Your task is to repeat the entries below exactly and to leave their images out.

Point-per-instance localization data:
________

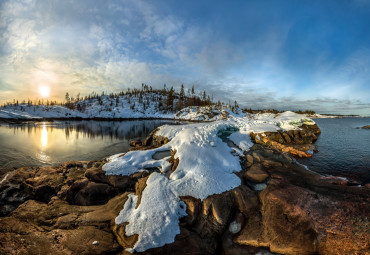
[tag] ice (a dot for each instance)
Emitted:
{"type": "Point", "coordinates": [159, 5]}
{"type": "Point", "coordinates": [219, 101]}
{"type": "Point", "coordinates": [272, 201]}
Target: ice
{"type": "Point", "coordinates": [207, 166]}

________

*Reply to the task*:
[tag] ice (a dot for each instance)
Emitted:
{"type": "Point", "coordinates": [159, 5]}
{"type": "Point", "coordinates": [219, 101]}
{"type": "Point", "coordinates": [272, 201]}
Target: ice
{"type": "Point", "coordinates": [207, 166]}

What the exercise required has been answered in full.